(WHAT IS NEEDED): Word for word, restate each of the records below.

===== EXTRACTED DATA =====

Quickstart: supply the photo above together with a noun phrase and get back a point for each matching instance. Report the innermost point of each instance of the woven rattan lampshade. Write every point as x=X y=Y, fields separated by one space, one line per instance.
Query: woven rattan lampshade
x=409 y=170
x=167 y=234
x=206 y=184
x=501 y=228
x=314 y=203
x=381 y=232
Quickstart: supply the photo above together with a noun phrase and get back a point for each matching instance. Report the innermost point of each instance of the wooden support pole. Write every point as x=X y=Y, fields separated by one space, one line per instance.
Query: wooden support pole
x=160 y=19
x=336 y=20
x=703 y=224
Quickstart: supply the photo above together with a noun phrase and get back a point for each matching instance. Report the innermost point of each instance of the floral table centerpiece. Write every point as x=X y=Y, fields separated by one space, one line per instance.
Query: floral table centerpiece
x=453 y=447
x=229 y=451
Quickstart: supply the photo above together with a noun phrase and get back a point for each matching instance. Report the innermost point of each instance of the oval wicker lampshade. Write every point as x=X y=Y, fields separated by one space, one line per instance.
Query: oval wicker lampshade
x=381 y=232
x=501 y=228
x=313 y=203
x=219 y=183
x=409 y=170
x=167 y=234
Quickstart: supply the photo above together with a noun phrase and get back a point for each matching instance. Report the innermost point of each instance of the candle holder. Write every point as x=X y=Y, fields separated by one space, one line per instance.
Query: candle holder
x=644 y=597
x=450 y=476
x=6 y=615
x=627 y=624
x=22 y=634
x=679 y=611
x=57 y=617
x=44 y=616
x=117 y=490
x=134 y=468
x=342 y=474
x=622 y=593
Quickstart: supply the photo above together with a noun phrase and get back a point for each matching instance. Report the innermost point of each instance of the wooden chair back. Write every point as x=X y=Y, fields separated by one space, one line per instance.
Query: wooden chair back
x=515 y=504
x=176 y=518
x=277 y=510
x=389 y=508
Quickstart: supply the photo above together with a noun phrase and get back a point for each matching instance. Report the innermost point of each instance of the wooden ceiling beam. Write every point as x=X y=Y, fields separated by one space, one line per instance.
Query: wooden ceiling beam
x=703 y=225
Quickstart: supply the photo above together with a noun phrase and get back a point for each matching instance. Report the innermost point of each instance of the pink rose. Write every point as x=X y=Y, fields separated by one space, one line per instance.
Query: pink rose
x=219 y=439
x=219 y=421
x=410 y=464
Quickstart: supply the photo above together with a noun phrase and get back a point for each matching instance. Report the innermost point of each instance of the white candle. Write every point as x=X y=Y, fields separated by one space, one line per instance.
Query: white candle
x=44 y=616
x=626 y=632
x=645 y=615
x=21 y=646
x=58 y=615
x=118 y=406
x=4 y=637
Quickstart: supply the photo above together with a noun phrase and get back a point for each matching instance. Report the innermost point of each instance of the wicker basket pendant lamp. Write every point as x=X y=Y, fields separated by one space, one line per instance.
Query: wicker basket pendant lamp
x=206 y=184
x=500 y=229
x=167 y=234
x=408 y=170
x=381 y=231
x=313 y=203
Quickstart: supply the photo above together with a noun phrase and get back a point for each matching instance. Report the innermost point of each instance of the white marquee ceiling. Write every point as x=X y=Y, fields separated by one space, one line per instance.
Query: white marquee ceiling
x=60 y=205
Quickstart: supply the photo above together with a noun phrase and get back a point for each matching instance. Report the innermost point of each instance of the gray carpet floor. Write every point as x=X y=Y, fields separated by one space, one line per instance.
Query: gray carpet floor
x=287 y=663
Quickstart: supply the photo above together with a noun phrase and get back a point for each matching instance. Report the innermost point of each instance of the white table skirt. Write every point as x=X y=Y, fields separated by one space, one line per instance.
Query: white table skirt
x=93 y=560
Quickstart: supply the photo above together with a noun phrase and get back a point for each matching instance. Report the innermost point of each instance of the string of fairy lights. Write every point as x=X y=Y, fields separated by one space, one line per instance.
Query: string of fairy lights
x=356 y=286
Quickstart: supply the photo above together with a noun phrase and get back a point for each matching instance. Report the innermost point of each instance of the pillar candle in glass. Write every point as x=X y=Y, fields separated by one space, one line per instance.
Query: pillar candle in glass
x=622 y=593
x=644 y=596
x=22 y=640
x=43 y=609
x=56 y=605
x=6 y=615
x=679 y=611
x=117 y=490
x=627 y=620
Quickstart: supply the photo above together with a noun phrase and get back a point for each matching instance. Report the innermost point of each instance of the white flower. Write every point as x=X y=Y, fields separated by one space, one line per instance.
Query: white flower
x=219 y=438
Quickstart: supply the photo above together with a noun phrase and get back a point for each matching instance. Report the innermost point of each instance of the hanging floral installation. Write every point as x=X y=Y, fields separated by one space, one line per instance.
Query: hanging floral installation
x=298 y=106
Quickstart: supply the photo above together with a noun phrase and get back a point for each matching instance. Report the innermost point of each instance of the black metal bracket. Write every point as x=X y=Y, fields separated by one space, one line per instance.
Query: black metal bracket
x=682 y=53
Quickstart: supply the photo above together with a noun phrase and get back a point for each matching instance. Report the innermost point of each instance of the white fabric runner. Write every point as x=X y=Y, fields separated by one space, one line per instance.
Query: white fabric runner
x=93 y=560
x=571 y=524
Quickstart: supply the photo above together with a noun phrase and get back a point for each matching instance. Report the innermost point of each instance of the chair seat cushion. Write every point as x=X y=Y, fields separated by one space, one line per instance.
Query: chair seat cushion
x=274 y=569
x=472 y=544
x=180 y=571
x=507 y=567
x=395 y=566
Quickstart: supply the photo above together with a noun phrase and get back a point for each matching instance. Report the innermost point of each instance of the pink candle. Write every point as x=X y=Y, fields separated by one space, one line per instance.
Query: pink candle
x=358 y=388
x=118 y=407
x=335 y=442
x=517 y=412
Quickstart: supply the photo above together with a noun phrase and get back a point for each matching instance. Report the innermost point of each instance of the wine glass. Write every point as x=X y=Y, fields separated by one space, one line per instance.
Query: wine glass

=====

(RESPONSE TO THE TASK):
Quickstart: supply the photo above together with a noun phrase and get back a point for each matching instance. Report the innermost point of each instance of the woven rattan lampshade. Write every point as x=X y=Y, fields separated by one space, one line per instance.
Query: woven rattan lampshade
x=409 y=170
x=167 y=234
x=206 y=184
x=501 y=228
x=314 y=203
x=381 y=232
Quickstart: supply the photo above together with a noun phrase and get back a point for each matching instance. Report the innermost point of each instance of the wooden support pole. Write every point as x=X y=Y, fields separated by one space, one line per instance.
Query: wooden support pole
x=160 y=19
x=336 y=20
x=703 y=224
Quickstart: supply the photo above together with a noun phrase and get back a point for each matching instance. Report the innermost point of each instance of the floral table centerpiece. Write every point as x=X y=Y, fields separated by one space, one line per instance.
Query: floral table centerpiece
x=453 y=447
x=229 y=451
Quickstart: supply the photo above together with a noun phrase and get back a point for each matching instance. Report the innermost point of each instance of the oval wicker lampshade. Write every point as x=X y=Y, fields separated by one space, one line per instance.
Query: oval wicker lampshade
x=381 y=232
x=501 y=228
x=313 y=203
x=219 y=183
x=409 y=170
x=167 y=234
Quickstart: supply the photo above together with a noun phrase and get back a point for each matching instance. Report the innermost point of each instance of the candle holder. Write every point as x=X y=Y, fields separated by one space, one line per instance.
Query: candle holder
x=644 y=597
x=450 y=476
x=6 y=615
x=627 y=624
x=22 y=634
x=679 y=611
x=57 y=617
x=44 y=616
x=117 y=490
x=134 y=468
x=342 y=474
x=622 y=593
Quickstart: supply the photo above together with a noun phrase and get back a point for each matching instance. Report the innermost point of each instance of the wooden chair back. Write every point as x=X y=Y, fields separated by one space, one line per instance.
Query: wooden chair back
x=515 y=504
x=176 y=518
x=277 y=510
x=389 y=508
Quickstart: supply the photo above together with a noun phrase and get back a point for each matching instance. Report the innermost point of each instance of the wooden ceiling beam. Write every point as x=X y=Y, fields separated by one space, one line per instance.
Query: wooden ceiling beam
x=703 y=225
Quickstart: supply the photo above together with a noun phrase and get back a point for each matching instance. Report the innermost point of each instance of the pink rose. Write every point as x=X y=Y, fields separated by one space, one line per instance.
Query: pink rose
x=219 y=439
x=219 y=421
x=410 y=464
Quickstart: supply the photo above together with a noun phrase and get back a point for each matching instance. Report the innermost point of each instance of the white candle. Write every point as x=X y=Y, fields separated by one space, one line per instance.
Query: white candle
x=44 y=616
x=626 y=632
x=645 y=615
x=21 y=646
x=58 y=615
x=118 y=406
x=4 y=637
Quickstart: supply the photo above together with a noun phrase and get back a point for each matching instance. Report the innermost point of each instance of the wicker basket pendant lamp. Write every point as x=X y=Y, fields separated by one space, one line per instance.
Query: wicker basket pendant lamp
x=206 y=184
x=500 y=229
x=167 y=234
x=408 y=170
x=381 y=231
x=313 y=203
Quickstart: supply the photo above together with a noun phrase and get back a point for each matching instance. Report the innermost point of each instance of the white marquee ceiling. Write every point as x=X y=Y, fields separated by one space, one line per instance.
Query: white marquee ceiling
x=60 y=205
Quickstart: supply the photo above together with a noun phrase and get back a point for each matching instance. Report the innermost point of each instance of the gray carpet floor. Write every point as x=X y=Y, fields separated by one space, one line per instance.
Query: gray carpet floor
x=287 y=663
Quickstart: supply the photo above together with a noun phrase and get back a point for each matching instance. Report the innermost point of each instance of the white table skirt. Write every point as x=X y=Y, fields separated by one space, one line per instance.
Query: white table skirt
x=93 y=560
Quickstart: supply the photo above together with a noun phrase and get back a point for each matching instance. Report the innermost point of each instance of the string of fairy lights. Write every point as x=X y=Y, fields separated by one space, one line per instance.
Query: string of fairy lights
x=356 y=286
Quickstart: supply the photo above together with a noun phrase and get back a point for each matching instance. Report the innermost point of each instance of the pillar candle in glass. Write every point as x=X y=Y, fields separated by one space, one line per instance.
Query: pillar candle in glass
x=622 y=593
x=644 y=596
x=22 y=640
x=43 y=609
x=56 y=605
x=6 y=615
x=679 y=611
x=117 y=490
x=627 y=620
Quickstart: supply the photo above together with a noun phrase and get back a point for each matching instance. Report the innermost point of each instance of the white flower. Write every point as x=X y=Y, fields separated by one space, one line per instance.
Query: white flower
x=219 y=438
Quickstart: supply the photo above together with a noun phrase and get back a point for each matching instance. Report the innermost point of each instance of the hanging floral installation. Write every point as x=X y=Y, fields separated by one space, one line per instance.
Query: hanging floral installation
x=298 y=106
Quickstart: supply the photo above together with a noun phrase and get back a point for each matching instance. Report the innermost point of each instance of the black metal bracket. Write every point as x=X y=Y, fields separated by one space, one line per instance.
Query: black metal bracket
x=682 y=53
Quickstart: supply the photo above together with a noun phrase and get back a point for each matching instance. Report the innermost point of each instance of the white fabric runner. Write every point as x=X y=Y, fields separated by one space, one line per instance.
Query: white fabric runner
x=93 y=560
x=571 y=524
Quickstart: supply the photo above together with a noun phrase and get back a point for each matching instance. Report the innermost point of each instance of the chair seat cushion. Write every point as x=X y=Y, fields separated by one space, one line per instance.
Query: chair seat cushion
x=274 y=569
x=472 y=544
x=180 y=571
x=507 y=567
x=395 y=566
Quickstart: supply the photo above together with a noun phrase and get back a point for each matching instance. Report the innermost point of each instance of the pink candle. Write every point as x=X y=Y, fields separated by one space, one line per instance.
Query: pink candle
x=358 y=388
x=118 y=407
x=335 y=442
x=517 y=412
Quickstart: supply the photo above together with a noun phrase and get back a point for each matching instance. Report the innermost point of each instance of the wine glass. Write every point as x=X y=Y, fields separated by one space, one line per instance.
Query: wine glass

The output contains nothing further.